PROBLEM REQUIREMENTS — Scan the records below for the line with "Query: asphalt road surface" and the line with "the shrub, farthest". Repeat those two lines and every line between them exactly, and nothing else.

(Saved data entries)
---

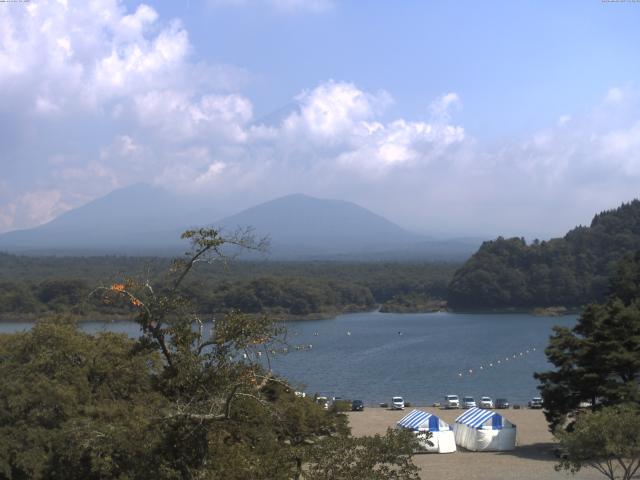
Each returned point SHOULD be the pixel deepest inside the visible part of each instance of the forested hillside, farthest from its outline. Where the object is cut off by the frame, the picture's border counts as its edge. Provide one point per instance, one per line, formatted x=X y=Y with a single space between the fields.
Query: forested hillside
x=568 y=271
x=32 y=286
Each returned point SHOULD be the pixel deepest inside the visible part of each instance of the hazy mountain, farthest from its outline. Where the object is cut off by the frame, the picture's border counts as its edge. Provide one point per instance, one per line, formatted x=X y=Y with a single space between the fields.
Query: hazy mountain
x=132 y=220
x=144 y=220
x=299 y=224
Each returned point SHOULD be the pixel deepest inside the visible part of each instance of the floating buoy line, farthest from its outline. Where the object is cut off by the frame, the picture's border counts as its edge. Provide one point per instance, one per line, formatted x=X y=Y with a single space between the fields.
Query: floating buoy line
x=497 y=363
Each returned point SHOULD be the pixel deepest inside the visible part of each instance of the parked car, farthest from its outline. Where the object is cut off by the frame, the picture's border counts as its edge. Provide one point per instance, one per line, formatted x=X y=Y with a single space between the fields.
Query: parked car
x=451 y=401
x=486 y=402
x=397 y=403
x=468 y=402
x=535 y=402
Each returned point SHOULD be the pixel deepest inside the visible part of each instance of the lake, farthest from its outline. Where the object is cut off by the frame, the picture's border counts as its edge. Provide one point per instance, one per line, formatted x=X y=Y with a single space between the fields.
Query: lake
x=372 y=356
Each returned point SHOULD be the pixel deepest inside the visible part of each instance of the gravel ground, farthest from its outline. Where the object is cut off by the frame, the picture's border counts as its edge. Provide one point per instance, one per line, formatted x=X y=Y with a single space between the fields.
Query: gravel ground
x=532 y=459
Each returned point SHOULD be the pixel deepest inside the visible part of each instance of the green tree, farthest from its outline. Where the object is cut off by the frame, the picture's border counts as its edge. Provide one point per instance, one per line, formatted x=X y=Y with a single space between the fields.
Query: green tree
x=607 y=440
x=188 y=399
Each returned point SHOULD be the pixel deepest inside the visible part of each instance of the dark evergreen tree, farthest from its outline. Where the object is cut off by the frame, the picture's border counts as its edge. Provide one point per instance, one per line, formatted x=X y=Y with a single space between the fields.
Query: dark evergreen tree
x=598 y=360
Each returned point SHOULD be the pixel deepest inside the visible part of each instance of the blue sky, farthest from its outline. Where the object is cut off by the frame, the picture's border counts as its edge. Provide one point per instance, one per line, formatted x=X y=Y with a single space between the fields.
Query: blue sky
x=466 y=117
x=517 y=65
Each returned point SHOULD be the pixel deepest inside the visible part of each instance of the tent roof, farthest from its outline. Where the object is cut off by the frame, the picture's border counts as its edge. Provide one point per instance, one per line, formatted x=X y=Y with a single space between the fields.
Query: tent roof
x=476 y=417
x=418 y=419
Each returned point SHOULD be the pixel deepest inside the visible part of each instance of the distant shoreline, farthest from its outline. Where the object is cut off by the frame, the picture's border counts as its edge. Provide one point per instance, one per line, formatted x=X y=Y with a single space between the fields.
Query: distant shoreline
x=287 y=318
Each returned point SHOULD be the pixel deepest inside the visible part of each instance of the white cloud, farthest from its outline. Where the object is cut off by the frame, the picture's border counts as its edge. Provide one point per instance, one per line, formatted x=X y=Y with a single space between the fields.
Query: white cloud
x=119 y=97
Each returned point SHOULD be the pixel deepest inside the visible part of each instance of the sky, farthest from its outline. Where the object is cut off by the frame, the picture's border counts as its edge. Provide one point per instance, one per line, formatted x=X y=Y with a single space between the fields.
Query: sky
x=449 y=118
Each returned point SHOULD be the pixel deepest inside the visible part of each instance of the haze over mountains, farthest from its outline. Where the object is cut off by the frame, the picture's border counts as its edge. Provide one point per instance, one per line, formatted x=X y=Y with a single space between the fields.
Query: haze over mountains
x=145 y=220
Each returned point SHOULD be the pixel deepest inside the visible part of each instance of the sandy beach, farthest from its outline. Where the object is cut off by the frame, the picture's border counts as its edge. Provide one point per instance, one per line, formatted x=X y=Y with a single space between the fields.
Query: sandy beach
x=532 y=459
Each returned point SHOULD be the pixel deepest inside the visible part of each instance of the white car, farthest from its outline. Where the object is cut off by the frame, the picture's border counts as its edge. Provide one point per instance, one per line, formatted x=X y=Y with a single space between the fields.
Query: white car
x=397 y=403
x=451 y=401
x=468 y=402
x=486 y=402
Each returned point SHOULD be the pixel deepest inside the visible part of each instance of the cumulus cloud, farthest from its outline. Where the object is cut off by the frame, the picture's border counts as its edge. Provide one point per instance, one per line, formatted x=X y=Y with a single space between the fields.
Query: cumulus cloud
x=103 y=97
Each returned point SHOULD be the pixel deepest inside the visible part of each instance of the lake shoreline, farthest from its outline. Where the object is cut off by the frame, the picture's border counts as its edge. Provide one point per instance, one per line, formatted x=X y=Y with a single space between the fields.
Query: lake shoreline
x=289 y=318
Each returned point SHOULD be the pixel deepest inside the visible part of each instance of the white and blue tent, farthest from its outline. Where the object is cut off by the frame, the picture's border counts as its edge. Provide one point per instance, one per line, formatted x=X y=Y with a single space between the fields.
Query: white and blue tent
x=484 y=430
x=442 y=439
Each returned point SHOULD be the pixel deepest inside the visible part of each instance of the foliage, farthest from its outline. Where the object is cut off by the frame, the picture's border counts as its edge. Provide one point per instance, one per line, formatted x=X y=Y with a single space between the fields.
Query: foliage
x=188 y=399
x=568 y=271
x=607 y=440
x=31 y=287
x=596 y=361
x=373 y=458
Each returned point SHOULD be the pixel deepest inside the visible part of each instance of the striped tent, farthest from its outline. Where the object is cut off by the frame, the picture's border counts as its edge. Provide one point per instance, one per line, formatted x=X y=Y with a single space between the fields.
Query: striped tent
x=441 y=440
x=484 y=430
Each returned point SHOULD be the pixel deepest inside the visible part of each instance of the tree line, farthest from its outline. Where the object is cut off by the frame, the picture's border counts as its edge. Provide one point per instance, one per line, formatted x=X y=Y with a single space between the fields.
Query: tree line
x=570 y=271
x=31 y=286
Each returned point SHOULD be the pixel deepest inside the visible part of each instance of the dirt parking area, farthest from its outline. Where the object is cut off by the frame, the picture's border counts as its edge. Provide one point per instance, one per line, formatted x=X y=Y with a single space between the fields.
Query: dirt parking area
x=533 y=458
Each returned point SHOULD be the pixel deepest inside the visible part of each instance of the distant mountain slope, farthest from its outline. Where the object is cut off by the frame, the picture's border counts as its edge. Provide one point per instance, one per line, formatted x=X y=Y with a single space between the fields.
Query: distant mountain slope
x=569 y=271
x=303 y=224
x=128 y=220
x=145 y=220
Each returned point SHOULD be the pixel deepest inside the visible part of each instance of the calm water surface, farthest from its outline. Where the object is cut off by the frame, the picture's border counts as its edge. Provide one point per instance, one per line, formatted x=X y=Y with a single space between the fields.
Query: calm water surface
x=422 y=357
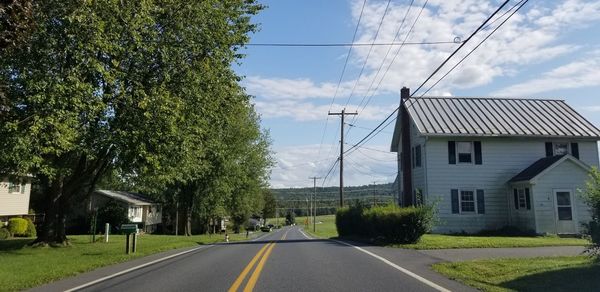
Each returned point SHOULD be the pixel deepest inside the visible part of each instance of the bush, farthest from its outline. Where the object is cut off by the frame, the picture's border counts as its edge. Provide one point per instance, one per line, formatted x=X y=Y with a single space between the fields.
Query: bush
x=591 y=195
x=17 y=226
x=4 y=233
x=30 y=232
x=389 y=223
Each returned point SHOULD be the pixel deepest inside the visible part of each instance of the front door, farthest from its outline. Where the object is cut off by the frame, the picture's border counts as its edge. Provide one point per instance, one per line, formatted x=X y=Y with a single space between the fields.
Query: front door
x=565 y=214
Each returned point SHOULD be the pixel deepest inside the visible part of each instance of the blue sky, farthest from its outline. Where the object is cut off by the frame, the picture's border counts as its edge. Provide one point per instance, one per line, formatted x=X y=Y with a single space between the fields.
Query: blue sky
x=549 y=49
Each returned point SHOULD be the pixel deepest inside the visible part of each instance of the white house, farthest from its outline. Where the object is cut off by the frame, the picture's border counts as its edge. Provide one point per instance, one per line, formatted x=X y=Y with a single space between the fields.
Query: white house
x=140 y=209
x=493 y=162
x=14 y=196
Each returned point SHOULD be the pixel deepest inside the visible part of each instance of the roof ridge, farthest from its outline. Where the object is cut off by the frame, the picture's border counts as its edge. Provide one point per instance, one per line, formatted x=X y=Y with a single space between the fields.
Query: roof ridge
x=488 y=98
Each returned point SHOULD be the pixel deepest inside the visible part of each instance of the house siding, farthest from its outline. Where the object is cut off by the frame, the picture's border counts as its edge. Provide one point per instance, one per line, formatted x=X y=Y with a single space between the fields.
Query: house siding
x=12 y=204
x=502 y=159
x=568 y=176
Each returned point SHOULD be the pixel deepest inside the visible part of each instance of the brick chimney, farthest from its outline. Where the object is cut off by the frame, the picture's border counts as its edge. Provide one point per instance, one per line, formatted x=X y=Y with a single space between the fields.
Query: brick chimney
x=407 y=187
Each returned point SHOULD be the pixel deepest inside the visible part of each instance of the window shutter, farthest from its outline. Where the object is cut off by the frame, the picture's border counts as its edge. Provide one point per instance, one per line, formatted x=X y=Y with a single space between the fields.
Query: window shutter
x=549 y=151
x=575 y=150
x=451 y=152
x=480 y=202
x=455 y=209
x=477 y=146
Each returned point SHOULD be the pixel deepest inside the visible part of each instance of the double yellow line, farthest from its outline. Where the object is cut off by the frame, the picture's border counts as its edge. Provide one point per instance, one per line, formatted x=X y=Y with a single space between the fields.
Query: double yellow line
x=262 y=256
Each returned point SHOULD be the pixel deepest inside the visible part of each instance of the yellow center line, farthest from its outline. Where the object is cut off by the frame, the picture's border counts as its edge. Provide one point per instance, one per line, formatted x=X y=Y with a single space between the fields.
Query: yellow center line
x=247 y=269
x=252 y=281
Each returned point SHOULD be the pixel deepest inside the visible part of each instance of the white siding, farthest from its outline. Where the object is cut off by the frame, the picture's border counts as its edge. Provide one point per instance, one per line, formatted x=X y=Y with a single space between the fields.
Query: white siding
x=568 y=176
x=15 y=203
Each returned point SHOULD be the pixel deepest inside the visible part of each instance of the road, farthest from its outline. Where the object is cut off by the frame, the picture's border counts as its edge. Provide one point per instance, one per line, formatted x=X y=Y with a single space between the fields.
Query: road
x=285 y=260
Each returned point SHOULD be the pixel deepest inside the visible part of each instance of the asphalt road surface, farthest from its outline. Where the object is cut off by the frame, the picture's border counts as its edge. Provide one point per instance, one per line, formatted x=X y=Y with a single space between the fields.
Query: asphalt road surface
x=284 y=260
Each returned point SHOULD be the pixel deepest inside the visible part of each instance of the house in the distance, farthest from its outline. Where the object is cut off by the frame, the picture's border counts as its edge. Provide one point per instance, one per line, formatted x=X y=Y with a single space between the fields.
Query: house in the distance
x=140 y=209
x=493 y=162
x=14 y=196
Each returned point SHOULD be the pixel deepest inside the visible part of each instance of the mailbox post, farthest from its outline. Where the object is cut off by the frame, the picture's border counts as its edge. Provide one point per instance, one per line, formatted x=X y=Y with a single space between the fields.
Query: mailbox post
x=130 y=229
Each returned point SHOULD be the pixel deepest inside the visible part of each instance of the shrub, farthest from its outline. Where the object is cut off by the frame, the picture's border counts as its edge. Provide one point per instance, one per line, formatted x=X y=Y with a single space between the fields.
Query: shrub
x=30 y=232
x=17 y=226
x=389 y=223
x=591 y=195
x=4 y=233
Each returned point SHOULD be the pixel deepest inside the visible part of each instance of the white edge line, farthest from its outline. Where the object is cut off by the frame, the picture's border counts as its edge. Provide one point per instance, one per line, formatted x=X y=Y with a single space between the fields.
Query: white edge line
x=134 y=268
x=401 y=269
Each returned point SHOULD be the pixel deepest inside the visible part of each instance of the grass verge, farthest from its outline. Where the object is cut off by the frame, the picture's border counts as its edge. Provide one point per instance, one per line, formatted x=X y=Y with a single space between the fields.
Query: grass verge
x=25 y=267
x=578 y=273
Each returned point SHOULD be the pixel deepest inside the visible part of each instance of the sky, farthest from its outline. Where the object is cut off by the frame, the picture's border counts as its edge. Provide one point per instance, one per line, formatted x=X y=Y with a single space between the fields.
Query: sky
x=548 y=49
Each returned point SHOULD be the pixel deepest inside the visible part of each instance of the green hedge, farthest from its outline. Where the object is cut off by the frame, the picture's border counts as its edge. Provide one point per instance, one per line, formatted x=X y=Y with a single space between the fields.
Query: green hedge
x=388 y=223
x=17 y=226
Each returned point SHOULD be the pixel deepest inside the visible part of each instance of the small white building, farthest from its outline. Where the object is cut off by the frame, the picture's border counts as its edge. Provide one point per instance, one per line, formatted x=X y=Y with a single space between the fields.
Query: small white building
x=493 y=162
x=14 y=196
x=140 y=209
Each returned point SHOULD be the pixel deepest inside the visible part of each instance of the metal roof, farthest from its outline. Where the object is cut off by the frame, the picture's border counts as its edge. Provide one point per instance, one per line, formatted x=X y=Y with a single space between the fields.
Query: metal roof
x=131 y=198
x=479 y=116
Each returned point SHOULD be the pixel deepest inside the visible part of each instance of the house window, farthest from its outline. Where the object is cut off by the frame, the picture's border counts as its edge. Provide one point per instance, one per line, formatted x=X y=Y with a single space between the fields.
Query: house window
x=14 y=187
x=418 y=156
x=561 y=148
x=467 y=202
x=464 y=152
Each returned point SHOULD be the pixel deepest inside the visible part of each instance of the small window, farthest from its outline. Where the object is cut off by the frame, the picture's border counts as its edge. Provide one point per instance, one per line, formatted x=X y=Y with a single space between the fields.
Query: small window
x=464 y=152
x=14 y=187
x=561 y=148
x=418 y=156
x=467 y=202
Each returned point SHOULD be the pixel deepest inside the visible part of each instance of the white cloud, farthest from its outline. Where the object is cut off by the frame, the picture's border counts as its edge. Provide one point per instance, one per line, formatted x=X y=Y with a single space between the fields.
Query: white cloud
x=296 y=164
x=580 y=73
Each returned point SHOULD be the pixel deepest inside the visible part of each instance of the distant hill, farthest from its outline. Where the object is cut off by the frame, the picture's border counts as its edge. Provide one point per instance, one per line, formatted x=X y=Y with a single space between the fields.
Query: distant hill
x=327 y=198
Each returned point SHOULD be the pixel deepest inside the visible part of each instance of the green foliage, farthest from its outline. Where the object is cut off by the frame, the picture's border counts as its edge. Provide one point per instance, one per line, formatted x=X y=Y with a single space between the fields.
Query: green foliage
x=17 y=226
x=4 y=233
x=113 y=213
x=31 y=231
x=389 y=223
x=290 y=218
x=591 y=195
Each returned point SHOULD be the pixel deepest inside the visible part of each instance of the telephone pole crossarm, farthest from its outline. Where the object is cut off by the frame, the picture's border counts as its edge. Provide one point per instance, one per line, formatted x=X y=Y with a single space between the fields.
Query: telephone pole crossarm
x=342 y=114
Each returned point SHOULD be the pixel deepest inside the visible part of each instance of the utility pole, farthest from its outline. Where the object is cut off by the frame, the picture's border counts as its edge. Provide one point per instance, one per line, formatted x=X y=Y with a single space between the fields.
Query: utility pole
x=342 y=114
x=314 y=200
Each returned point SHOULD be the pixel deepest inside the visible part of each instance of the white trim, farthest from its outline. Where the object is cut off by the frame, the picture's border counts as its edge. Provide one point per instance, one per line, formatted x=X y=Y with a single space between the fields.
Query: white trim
x=399 y=268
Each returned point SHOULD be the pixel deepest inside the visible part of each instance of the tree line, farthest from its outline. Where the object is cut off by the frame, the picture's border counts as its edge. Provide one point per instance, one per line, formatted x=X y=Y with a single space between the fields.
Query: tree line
x=136 y=95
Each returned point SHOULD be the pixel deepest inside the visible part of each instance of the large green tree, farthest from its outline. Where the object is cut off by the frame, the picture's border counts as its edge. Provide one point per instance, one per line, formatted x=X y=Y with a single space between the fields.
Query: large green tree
x=131 y=86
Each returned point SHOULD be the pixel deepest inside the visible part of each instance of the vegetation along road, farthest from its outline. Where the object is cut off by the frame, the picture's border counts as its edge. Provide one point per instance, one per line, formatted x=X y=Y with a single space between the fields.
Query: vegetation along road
x=284 y=260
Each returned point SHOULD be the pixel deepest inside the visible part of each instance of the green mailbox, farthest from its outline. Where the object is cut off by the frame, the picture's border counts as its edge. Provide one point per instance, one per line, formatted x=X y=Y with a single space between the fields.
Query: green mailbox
x=130 y=230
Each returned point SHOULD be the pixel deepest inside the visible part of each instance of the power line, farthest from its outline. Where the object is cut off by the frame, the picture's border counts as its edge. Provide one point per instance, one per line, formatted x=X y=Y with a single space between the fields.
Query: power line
x=428 y=78
x=521 y=3
x=349 y=44
x=341 y=78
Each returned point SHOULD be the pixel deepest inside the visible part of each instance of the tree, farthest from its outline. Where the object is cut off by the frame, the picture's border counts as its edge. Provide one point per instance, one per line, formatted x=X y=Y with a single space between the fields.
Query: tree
x=124 y=85
x=591 y=195
x=270 y=204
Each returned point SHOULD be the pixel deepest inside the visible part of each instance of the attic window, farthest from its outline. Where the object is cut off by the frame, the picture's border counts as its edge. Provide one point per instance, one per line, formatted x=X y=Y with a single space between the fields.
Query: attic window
x=561 y=148
x=465 y=152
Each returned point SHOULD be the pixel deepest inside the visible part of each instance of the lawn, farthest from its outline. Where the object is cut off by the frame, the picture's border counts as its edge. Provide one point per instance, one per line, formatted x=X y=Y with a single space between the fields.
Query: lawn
x=538 y=274
x=327 y=229
x=25 y=267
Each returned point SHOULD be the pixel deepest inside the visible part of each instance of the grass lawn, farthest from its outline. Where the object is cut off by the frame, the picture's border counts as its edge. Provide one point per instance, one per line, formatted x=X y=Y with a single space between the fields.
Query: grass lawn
x=537 y=274
x=325 y=227
x=438 y=241
x=24 y=267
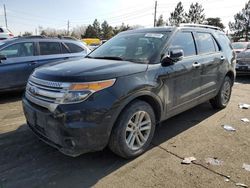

---

EXERCISE SOLUTION —
Query: asphalt road surface
x=284 y=260
Each returned point SHOULD be the pixel deepest inside the visible part of each instance of the house in the distance, farthest from its outline. Where the object is cut off by the frame, the picture's border counts as its edge. Provide one point per instance, one per line, formatted x=X y=Y with a single space between the fields.
Query: house in the distance
x=140 y=209
x=493 y=162
x=14 y=196
Each returned point SHOULD be the pixel deepest inside the visible part of each instance of the mailbox post, farthest from its outline. Where the object is cut off by the frame, the picture's border counts as its edge. Provide one point per instance, one per line, formatted x=X y=Y with a single space between the fields.
Query: mailbox post
x=130 y=229
Each returned point SHOULD be the pixel deepest inside the visible part of each instance of the shrub, farthest from its outline. Where the object is cut off by the frame, the picture's border counts as its edge. Provide one point per instance, one per line, formatted x=X y=Y with a single space between the fields.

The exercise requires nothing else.